*INSTRUCTION:*
Transcribe the following data line for line, character for character, omitting the pictures from your reproduction.

*Stored dataset items:*

........

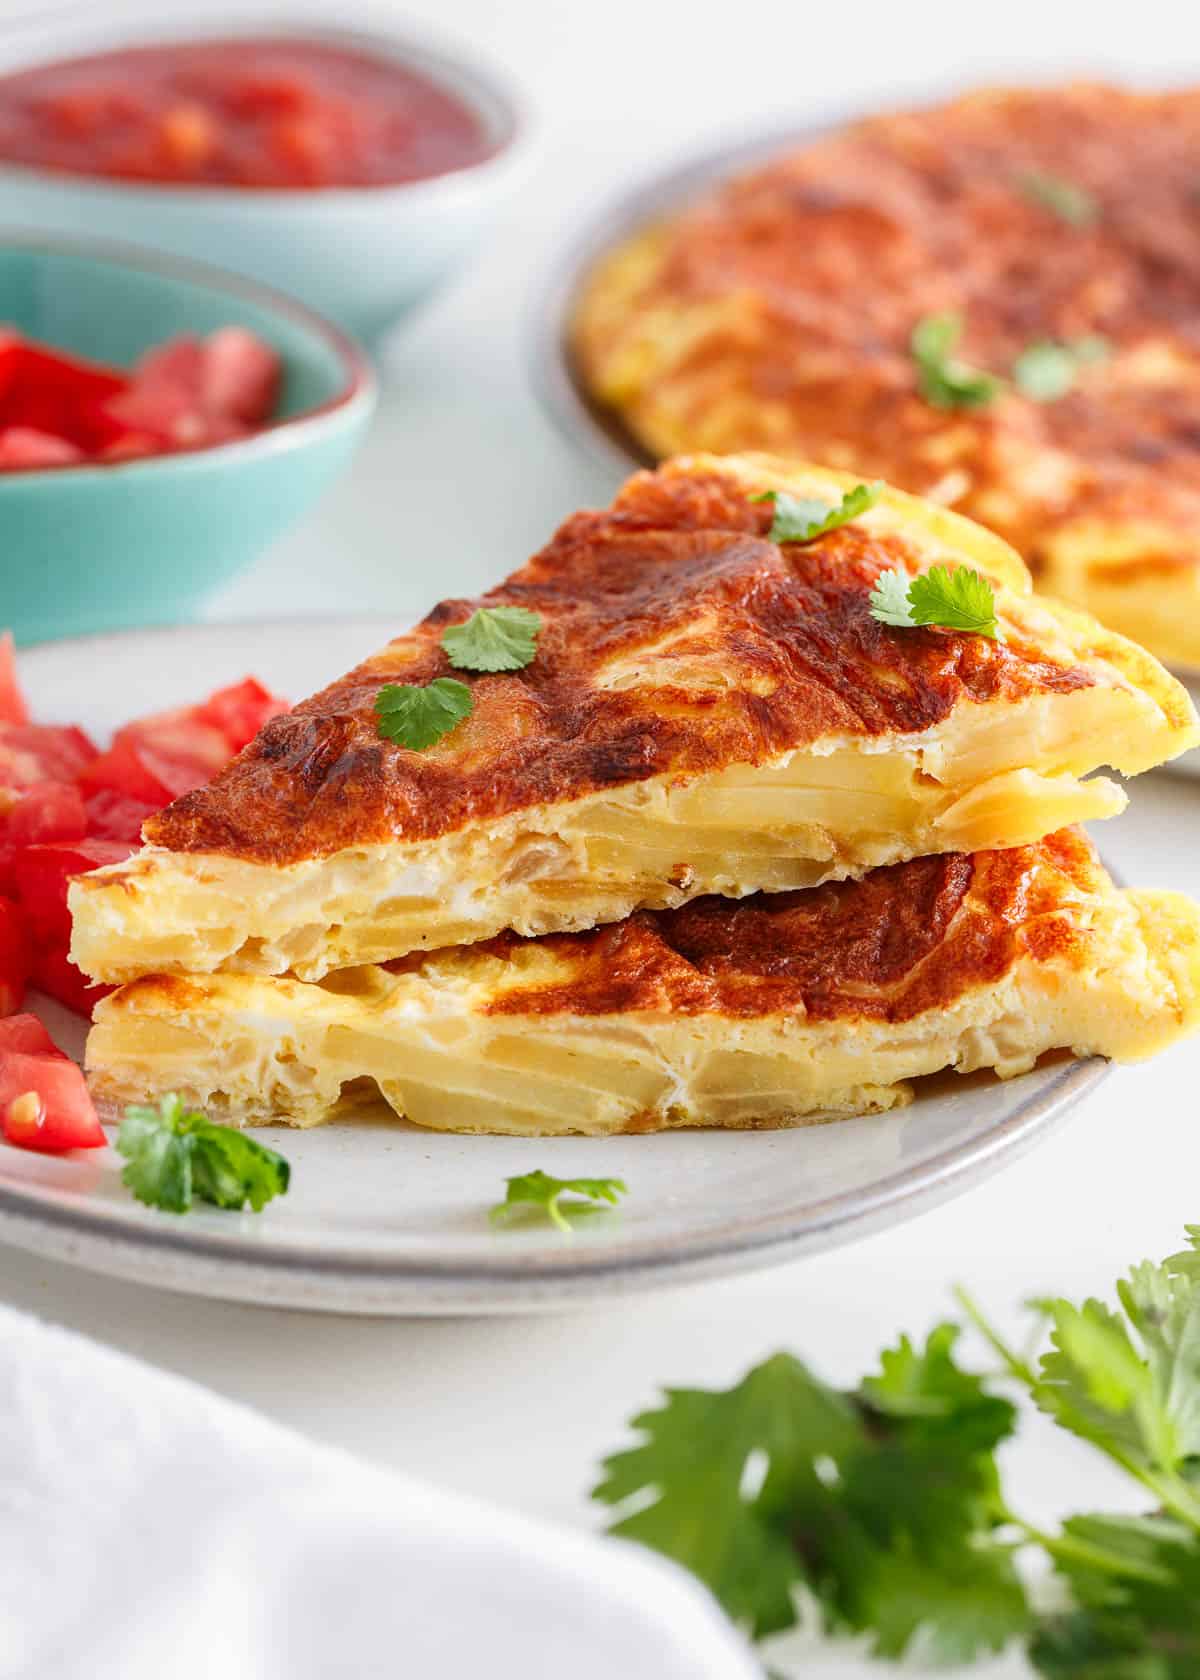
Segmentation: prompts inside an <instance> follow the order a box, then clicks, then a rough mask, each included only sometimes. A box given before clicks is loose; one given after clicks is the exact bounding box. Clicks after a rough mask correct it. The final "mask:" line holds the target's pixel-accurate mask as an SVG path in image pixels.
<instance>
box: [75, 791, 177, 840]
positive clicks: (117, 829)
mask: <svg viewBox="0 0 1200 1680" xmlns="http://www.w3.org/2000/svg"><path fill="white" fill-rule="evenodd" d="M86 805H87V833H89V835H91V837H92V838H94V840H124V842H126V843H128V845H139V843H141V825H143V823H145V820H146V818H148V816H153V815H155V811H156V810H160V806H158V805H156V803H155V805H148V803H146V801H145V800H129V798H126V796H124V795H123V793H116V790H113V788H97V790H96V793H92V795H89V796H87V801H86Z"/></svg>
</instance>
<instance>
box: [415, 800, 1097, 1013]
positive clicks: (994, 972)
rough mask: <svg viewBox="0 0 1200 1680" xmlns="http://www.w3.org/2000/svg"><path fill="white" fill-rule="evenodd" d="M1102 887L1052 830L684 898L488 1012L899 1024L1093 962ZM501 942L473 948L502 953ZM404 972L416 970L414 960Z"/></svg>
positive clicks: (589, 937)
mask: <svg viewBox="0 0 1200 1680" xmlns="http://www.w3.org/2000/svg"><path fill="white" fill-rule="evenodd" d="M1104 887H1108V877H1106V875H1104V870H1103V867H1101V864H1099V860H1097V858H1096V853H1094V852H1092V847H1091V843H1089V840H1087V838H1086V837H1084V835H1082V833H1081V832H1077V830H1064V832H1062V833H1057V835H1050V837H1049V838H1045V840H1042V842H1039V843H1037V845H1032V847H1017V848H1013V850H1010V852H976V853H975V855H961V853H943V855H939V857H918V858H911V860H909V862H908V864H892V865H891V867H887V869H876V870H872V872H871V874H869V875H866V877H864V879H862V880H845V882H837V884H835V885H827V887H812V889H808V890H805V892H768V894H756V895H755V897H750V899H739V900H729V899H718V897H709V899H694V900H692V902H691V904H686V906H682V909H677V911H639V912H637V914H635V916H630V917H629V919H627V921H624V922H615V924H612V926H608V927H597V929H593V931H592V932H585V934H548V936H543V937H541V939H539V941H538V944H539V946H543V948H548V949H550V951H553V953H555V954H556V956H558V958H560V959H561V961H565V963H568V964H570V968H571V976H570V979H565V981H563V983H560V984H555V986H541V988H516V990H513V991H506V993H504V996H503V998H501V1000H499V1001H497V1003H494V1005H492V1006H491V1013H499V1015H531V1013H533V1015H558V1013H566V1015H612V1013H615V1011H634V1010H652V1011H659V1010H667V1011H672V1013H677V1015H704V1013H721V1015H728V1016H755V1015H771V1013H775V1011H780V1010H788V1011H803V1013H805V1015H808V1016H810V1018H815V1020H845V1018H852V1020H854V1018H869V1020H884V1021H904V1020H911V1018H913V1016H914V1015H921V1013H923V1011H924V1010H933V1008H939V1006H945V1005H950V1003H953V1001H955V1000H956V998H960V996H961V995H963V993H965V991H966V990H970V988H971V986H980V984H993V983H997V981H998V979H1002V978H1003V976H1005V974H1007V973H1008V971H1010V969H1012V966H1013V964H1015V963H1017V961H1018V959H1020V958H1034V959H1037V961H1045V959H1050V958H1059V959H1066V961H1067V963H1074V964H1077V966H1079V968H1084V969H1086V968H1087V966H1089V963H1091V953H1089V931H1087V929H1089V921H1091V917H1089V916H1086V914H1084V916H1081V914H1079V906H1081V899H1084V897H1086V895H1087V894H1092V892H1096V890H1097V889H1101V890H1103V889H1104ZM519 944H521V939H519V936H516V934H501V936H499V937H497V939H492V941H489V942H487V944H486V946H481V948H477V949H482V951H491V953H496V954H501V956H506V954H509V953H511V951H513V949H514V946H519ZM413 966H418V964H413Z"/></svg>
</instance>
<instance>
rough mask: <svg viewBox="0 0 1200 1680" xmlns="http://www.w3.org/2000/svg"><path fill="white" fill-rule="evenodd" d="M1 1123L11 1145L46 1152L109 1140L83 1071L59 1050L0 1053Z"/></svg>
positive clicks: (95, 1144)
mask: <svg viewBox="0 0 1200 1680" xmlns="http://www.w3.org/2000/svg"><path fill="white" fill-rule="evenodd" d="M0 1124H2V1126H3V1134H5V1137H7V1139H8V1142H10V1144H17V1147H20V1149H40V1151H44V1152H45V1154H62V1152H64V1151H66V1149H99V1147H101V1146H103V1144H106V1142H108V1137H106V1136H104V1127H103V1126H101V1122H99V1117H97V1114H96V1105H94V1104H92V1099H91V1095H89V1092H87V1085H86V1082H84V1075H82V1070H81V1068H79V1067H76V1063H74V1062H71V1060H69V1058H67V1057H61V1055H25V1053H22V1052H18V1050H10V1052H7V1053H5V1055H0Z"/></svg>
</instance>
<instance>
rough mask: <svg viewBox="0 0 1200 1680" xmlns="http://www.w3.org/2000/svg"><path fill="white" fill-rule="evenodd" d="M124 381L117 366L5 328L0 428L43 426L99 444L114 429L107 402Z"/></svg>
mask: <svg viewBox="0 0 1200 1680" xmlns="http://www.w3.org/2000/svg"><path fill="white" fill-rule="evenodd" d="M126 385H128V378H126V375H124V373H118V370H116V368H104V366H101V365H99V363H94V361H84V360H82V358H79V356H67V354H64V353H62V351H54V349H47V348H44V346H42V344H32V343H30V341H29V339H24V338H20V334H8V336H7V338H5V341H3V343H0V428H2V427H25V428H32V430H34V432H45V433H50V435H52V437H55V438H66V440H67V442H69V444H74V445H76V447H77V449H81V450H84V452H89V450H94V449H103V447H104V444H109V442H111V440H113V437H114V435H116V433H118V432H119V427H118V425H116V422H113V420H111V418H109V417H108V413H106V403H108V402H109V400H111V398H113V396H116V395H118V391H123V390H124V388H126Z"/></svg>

........

*OUTPUT:*
Segmentation: prompts inside an <instance> follow the order a box, then clicks, then a rough mask, each included only sometimes. A box given before clicks is loose; one given after clicks is the exact bounding box. Clicks after a rough mask correct it. The final "mask:" line holds the target's pixel-accurate mask as an SVG path in image pixels.
<instance>
box: [75, 791, 177, 840]
positive clicks: (117, 829)
mask: <svg viewBox="0 0 1200 1680" xmlns="http://www.w3.org/2000/svg"><path fill="white" fill-rule="evenodd" d="M86 805H87V833H89V835H91V837H92V838H94V840H124V842H126V843H128V845H139V843H141V825H143V823H145V820H146V818H148V816H153V815H155V811H156V810H160V806H158V805H156V803H155V805H148V803H146V801H145V800H129V798H126V796H124V795H123V793H116V790H113V788H97V790H96V793H92V795H89V796H87V801H86Z"/></svg>
</instance>
<instance>
box: [415, 800, 1097, 1013]
positive clicks: (994, 972)
rough mask: <svg viewBox="0 0 1200 1680" xmlns="http://www.w3.org/2000/svg"><path fill="white" fill-rule="evenodd" d="M1102 887L1052 830L684 898L488 1012L899 1024L1093 962ZM501 942L473 948L502 953ZM404 972L416 970L414 960Z"/></svg>
positive clicks: (589, 937)
mask: <svg viewBox="0 0 1200 1680" xmlns="http://www.w3.org/2000/svg"><path fill="white" fill-rule="evenodd" d="M1104 887H1108V877H1106V875H1104V870H1103V867H1101V864H1099V860H1097V858H1096V853H1094V852H1092V847H1091V843H1089V840H1087V838H1086V837H1084V835H1082V833H1081V832H1077V830H1064V832H1062V833H1057V835H1050V837H1049V838H1045V840H1042V842H1039V843H1037V845H1032V847H1017V848H1013V850H1010V852H976V853H975V855H961V853H943V855H939V857H918V858H911V860H909V862H908V864H892V865H891V867H887V869H876V870H872V872H871V874H869V875H866V877H864V879H862V880H845V882H837V884H835V885H827V887H812V889H808V890H805V892H768V894H756V895H755V897H750V899H739V900H729V899H718V897H709V899H694V900H692V902H691V904H686V906H682V909H677V911H639V912H637V914H635V916H630V917H629V919H627V921H624V922H615V924H612V926H608V927H597V929H593V931H592V932H585V934H548V936H543V937H541V939H539V941H538V944H539V946H543V948H548V949H550V951H553V953H555V954H556V956H558V958H560V959H561V961H565V963H568V964H570V968H571V976H570V979H565V981H563V983H560V984H555V986H541V988H516V990H513V991H506V993H504V996H503V998H501V1000H499V1001H497V1003H494V1005H492V1006H491V1013H499V1015H531V1013H533V1015H558V1013H566V1015H612V1013H615V1011H634V1010H652V1011H659V1010H667V1011H672V1013H677V1015H704V1013H721V1015H728V1016H755V1015H771V1013H775V1011H780V1010H788V1011H803V1013H805V1015H808V1016H810V1018H815V1020H845V1018H852V1020H854V1018H869V1020H884V1021H904V1020H911V1018H913V1016H914V1015H921V1013H923V1011H924V1010H933V1008H939V1006H945V1005H950V1003H953V1001H955V1000H956V998H960V996H961V995H963V993H965V991H966V990H970V988H971V986H980V984H993V983H997V981H998V979H1002V978H1003V976H1005V974H1007V973H1008V971H1010V969H1012V966H1013V964H1015V963H1017V961H1018V959H1020V958H1034V959H1037V961H1045V959H1050V958H1059V959H1066V961H1067V963H1074V964H1077V966H1079V968H1084V969H1086V968H1087V966H1089V963H1091V953H1089V931H1087V929H1089V921H1091V917H1089V916H1086V914H1084V916H1081V914H1079V906H1081V899H1084V897H1086V895H1087V894H1092V892H1096V890H1097V889H1101V890H1103V889H1104ZM519 944H521V939H519V936H516V934H501V936H499V937H497V939H492V941H489V942H487V944H486V946H481V948H477V949H482V951H491V953H496V954H501V956H506V954H509V953H511V951H513V949H514V946H519ZM413 966H418V964H413Z"/></svg>
</instance>
<instance>
rough mask: <svg viewBox="0 0 1200 1680" xmlns="http://www.w3.org/2000/svg"><path fill="white" fill-rule="evenodd" d="M1 1123L11 1145L46 1152L109 1140L83 1071L59 1050L0 1053Z"/></svg>
positive clicks: (95, 1144)
mask: <svg viewBox="0 0 1200 1680" xmlns="http://www.w3.org/2000/svg"><path fill="white" fill-rule="evenodd" d="M0 1124H2V1126H3V1134H5V1137H7V1139H8V1142H10V1144H17V1147H20V1149H40V1151H44V1152H45V1154H62V1152H64V1151H66V1149H99V1147H101V1146H103V1144H106V1142H108V1137H106V1136H104V1127H103V1126H101V1122H99V1117H97V1114H96V1105H94V1104H92V1099H91V1095H89V1092H87V1085H86V1082H84V1075H82V1070H81V1068H79V1067H76V1063H74V1062H71V1060H69V1058H67V1057H61V1055H25V1053H22V1052H18V1050H10V1052H7V1053H5V1055H0Z"/></svg>
</instance>
<instance>
rough mask: <svg viewBox="0 0 1200 1680" xmlns="http://www.w3.org/2000/svg"><path fill="white" fill-rule="evenodd" d="M124 381L117 366L5 328L0 428L43 426L99 444L114 429L107 402Z"/></svg>
mask: <svg viewBox="0 0 1200 1680" xmlns="http://www.w3.org/2000/svg"><path fill="white" fill-rule="evenodd" d="M126 385H128V378H126V375H124V373H118V370H116V368H104V366H101V365H99V363H94V361H84V360H82V358H79V356H67V354H64V353H62V351H54V349H47V348H44V346H42V344H32V343H30V341H29V339H24V338H20V334H8V336H7V338H5V341H3V343H0V428H2V427H25V428H32V430H34V432H45V433H50V435H52V437H55V438H66V440H67V442H69V444H74V445H76V447H77V449H81V450H84V452H89V450H94V449H103V447H104V444H109V442H111V440H113V437H114V435H116V433H118V432H119V427H118V425H116V422H113V420H111V418H109V417H108V413H106V403H108V402H109V400H111V398H113V396H116V395H118V391H123V390H124V388H126Z"/></svg>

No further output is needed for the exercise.